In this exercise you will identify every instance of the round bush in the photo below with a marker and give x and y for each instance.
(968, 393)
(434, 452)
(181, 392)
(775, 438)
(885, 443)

──────────

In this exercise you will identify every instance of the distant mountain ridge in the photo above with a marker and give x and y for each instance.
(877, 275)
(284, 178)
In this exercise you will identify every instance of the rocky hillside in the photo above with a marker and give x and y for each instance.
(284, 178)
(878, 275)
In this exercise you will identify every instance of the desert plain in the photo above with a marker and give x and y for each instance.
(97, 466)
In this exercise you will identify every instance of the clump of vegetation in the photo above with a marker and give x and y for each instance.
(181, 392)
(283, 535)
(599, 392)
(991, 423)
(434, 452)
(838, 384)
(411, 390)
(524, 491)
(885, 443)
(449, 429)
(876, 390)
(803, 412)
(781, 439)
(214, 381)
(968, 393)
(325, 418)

──────────

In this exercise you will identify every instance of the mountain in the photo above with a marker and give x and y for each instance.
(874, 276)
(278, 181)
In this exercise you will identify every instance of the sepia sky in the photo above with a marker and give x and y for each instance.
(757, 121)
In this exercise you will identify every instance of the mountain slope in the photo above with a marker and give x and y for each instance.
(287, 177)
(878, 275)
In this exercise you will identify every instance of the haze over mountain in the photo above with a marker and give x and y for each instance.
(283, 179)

──────────

■ Aim: Locate each line in the records that contains the string "mountain", and copy those lines.

■ Solution:
In this exercise you will identify every instance of the distant mountain ridge in the photo above with a marker and give x and y for each instance.
In this exercise you will identify every instance of the mountain in the photo above with a marker and give x and y for each instance.
In this exercise you will identify every instance of the mountain slope in the photo above with a marker and give x and y for each instance.
In this exercise you will identify every instance of the haze over mountain in the photo above with a marker and give x and y for each instance.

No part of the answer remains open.